The syntax is described by a sequence of parsing routines, which can succeed, and then may absorb input and produce output, or fail, and then nothing has happened; this requires backtracking. Each routine consists of a list of possibly labeled calls to other parsing routines of the form $ routine_name / failure_label $. If the called routine succeeds, the next call in the list is performed; if it fails, control continues at the $failure_label$. An idiom for handling left recursion is given. This allows concise formulation of most compiler input.
     Basic symbol table handling and arithmetic facilities are available, but the idea is to have TMG produce unsophisticated output, to be processed further by ad-hoc programs. Rumor has it that TMG stands for "transmogrify".

* Peter Naur, Checking of operand types in ALGOL compilers, BIT, vol. 5, pp. 151-163. 1965,
Uses symbolic interpretation to do type checking in ALGOL 60, without calling it that, of course.

* W.M. McKeeman, Peephole optimization, Commun. ACM, vol. 8, #7, July 1965, pp. 443-444.
Considerable improvement was achieved in the Gogol translator by peephole optimization, the principles of which are explained briefly. No earlier references.

________________________________________

- REQUEST 1
Please list every bibliographic detail the notes on early compiler work give for the peephole optimization paper, from author to page range.
- REQUEST 2
Write the next part of the notes on early compiler work, starting after their last entry.

- DATA EXTRACT

________________________________________

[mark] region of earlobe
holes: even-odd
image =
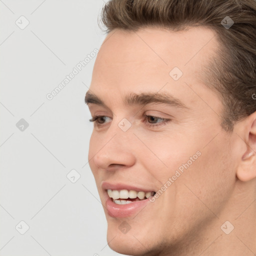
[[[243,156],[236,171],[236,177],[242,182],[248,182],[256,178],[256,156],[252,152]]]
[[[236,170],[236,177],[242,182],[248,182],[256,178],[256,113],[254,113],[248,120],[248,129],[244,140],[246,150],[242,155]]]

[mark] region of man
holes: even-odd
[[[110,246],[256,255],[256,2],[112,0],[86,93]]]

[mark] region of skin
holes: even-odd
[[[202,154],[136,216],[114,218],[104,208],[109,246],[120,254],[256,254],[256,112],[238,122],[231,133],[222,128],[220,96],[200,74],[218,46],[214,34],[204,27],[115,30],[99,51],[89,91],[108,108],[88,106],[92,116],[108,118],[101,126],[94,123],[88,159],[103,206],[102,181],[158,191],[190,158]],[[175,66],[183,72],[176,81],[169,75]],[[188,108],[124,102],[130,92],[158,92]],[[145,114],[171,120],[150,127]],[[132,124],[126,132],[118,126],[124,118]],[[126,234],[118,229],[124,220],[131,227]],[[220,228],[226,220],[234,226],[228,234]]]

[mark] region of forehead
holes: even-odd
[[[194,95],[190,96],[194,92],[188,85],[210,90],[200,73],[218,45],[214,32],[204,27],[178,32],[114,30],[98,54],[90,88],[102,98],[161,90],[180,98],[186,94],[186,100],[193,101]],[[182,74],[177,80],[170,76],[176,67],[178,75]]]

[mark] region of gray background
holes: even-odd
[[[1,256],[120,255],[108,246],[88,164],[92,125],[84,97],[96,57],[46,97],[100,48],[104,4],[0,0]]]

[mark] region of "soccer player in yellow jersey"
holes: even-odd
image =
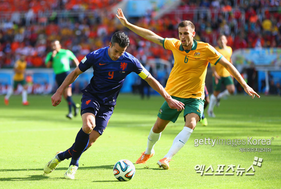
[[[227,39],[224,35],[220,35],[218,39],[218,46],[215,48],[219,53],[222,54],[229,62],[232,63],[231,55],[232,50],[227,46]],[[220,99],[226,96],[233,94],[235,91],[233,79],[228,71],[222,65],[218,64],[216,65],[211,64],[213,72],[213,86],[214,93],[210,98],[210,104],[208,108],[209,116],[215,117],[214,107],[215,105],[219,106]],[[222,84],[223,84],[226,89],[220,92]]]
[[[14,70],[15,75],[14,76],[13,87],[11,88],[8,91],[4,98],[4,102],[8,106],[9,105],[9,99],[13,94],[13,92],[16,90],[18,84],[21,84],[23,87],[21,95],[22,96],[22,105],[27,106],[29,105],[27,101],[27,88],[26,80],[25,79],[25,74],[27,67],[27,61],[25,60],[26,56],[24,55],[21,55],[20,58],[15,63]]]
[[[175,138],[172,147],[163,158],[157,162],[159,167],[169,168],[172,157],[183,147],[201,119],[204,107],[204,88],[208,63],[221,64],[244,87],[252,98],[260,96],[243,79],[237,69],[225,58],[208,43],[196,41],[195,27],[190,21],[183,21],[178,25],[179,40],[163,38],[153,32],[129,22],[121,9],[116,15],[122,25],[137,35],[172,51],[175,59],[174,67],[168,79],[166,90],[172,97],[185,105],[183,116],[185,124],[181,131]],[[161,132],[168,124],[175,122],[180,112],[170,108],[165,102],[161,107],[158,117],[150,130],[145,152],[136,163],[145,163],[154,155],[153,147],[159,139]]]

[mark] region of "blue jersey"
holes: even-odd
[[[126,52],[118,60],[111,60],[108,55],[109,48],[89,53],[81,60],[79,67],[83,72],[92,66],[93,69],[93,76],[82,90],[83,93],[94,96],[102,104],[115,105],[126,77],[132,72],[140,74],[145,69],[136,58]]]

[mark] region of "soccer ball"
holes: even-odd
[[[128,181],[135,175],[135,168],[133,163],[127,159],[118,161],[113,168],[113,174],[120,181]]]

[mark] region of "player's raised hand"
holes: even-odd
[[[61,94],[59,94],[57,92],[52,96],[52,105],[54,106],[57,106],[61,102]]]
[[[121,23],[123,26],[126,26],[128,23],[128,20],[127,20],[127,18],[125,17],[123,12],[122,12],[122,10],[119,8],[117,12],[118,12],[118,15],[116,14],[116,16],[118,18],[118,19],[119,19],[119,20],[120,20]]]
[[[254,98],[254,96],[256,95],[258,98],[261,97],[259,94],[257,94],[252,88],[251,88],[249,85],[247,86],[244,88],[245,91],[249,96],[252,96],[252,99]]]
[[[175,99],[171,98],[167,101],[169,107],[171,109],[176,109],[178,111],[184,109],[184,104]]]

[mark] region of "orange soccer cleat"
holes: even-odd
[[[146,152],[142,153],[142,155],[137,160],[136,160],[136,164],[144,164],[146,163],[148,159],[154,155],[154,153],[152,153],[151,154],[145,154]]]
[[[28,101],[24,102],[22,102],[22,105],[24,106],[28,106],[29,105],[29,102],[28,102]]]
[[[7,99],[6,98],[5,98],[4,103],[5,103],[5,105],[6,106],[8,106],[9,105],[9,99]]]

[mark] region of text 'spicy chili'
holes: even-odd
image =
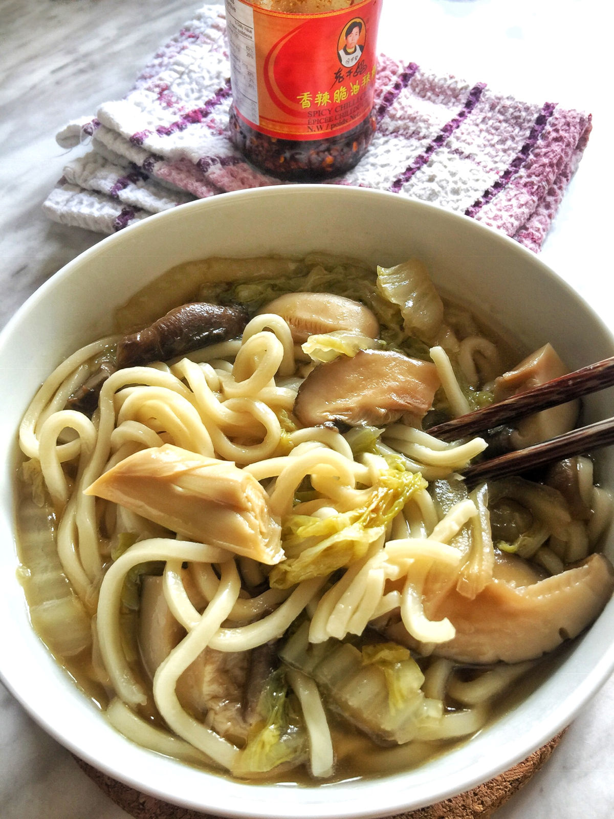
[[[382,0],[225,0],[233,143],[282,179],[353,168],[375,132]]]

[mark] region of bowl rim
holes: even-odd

________________________________________

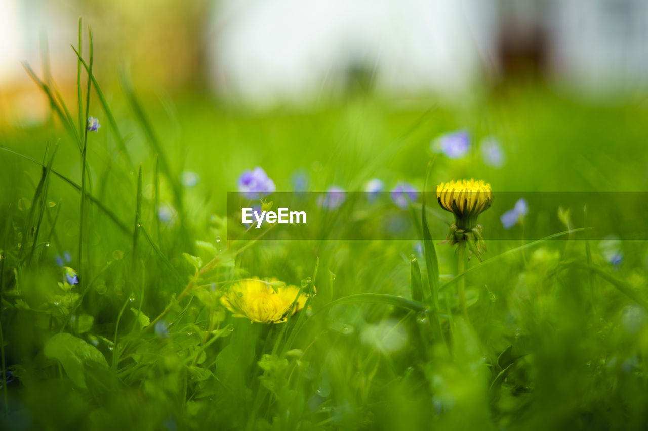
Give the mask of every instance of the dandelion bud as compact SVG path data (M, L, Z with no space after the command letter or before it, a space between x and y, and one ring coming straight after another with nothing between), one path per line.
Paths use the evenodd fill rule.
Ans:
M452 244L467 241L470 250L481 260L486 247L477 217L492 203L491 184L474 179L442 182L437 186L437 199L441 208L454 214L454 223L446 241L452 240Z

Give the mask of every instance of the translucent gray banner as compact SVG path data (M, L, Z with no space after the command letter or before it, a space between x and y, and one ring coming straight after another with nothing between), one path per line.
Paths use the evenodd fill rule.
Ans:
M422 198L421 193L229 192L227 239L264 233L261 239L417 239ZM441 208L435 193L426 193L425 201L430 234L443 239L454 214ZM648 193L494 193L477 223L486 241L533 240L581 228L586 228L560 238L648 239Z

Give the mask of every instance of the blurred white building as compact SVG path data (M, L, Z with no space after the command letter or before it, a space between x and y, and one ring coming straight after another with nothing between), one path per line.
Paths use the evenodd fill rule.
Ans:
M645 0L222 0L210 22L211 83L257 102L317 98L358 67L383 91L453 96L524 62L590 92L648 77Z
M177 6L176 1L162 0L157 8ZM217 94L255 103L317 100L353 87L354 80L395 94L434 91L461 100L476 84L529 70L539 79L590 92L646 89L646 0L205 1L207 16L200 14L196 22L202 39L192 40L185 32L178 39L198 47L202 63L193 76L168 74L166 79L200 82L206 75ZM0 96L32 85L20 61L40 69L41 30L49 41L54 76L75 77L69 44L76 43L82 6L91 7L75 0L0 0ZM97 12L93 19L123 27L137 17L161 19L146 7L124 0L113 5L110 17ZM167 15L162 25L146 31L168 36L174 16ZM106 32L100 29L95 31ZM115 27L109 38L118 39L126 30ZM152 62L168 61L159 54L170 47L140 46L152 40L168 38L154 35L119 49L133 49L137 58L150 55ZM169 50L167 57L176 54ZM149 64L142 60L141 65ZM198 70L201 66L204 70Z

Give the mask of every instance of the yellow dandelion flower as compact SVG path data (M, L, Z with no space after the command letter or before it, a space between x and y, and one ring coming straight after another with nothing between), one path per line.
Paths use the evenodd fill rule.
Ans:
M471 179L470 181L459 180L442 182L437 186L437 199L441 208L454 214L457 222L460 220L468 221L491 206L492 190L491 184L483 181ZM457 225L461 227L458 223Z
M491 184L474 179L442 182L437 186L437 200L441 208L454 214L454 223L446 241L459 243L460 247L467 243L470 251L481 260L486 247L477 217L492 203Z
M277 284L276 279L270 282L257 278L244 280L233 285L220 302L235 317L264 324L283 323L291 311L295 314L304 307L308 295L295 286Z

________________________________________

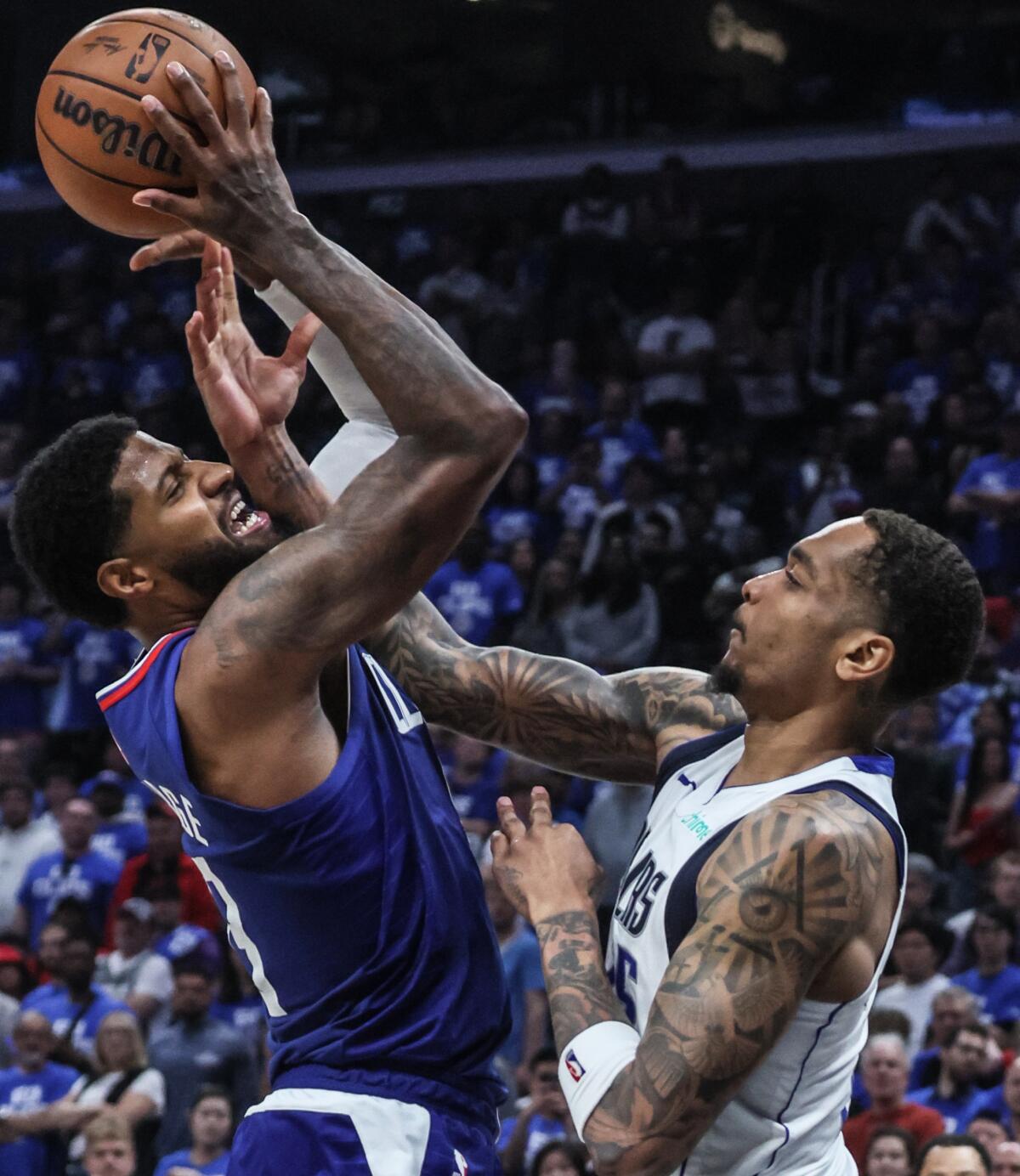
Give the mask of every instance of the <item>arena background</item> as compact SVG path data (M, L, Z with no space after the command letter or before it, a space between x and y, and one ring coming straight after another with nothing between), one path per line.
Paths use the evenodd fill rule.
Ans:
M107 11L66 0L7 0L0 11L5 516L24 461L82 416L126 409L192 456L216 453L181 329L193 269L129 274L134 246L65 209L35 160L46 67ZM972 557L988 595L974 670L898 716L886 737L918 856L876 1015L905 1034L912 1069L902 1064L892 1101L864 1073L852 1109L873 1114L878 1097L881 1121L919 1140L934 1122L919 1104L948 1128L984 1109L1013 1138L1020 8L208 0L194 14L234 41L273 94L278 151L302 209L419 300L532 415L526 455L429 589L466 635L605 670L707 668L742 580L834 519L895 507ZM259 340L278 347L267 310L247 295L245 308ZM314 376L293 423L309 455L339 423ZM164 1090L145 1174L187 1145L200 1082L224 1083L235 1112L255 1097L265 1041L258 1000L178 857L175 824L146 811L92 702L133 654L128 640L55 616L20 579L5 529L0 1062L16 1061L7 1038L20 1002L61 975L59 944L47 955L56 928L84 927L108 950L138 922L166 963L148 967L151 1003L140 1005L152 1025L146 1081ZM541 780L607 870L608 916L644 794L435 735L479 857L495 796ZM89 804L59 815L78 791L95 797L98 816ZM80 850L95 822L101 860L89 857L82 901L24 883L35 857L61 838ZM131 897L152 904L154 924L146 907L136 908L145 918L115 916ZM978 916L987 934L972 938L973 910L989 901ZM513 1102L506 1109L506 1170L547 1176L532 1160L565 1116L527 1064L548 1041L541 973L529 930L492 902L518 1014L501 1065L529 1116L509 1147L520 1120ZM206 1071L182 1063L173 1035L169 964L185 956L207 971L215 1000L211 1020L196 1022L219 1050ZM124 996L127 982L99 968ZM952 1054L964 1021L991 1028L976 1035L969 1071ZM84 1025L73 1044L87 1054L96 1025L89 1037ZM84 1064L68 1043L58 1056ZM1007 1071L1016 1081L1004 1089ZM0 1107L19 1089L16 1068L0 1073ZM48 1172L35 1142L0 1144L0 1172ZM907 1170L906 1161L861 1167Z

________________________________________

- EXERCISE OUTPUT 1
- W.M. McKeeman
- Peephole optimization
- Commun. ACM
- vol. 8
- #7
- July 1965
- pp. 443-444

- EXERCISE OUTPUT 2
* Alan Batson, The organization of symbol tables, Comm. ACM, vol. 8, #2, pp. 111-112. Feb. 1965,
Stores the identifiers with their info blocks in an open hash table (called a scattered table here). Nested redefinitions are entered as if they are new identifiers. When retrieving, scanning of the hash table continues until a blank entry is found; the last match is then the identifier info you want. The paper does not explain how to exit a block. This would seem to be a problem.

* Stephen Warshall, Robert M. Shapiro, A general-purpose table-driven compiler, in AFIPS 1964 Spring Joint Computer Conference, vol. 25, pp. 59-65. 1964,
They mean it: the entire compiler is table-driven (except for the assembler). The compiler has five phases: syntax analysis, which creates trees; macro generation, which creates a stream of macro instructions from the trees; in-sequence optimization on the macro stream; code selection from the optimized macro stream; and assembly. The first four phases are table driven, and are language- and machine-independent; the assembler is ad-hoc, language-independent and machine-dependent. All in all, a very modern set-up.
     The syntax analyser is a top-down backtracking analyser fed with a table containing the grammar of the input language in BNF; it produces a correct parse tree for the grammar, except that left- and right-recursive repetition results is a "bushy" tree: all repeating nodes are on the same level.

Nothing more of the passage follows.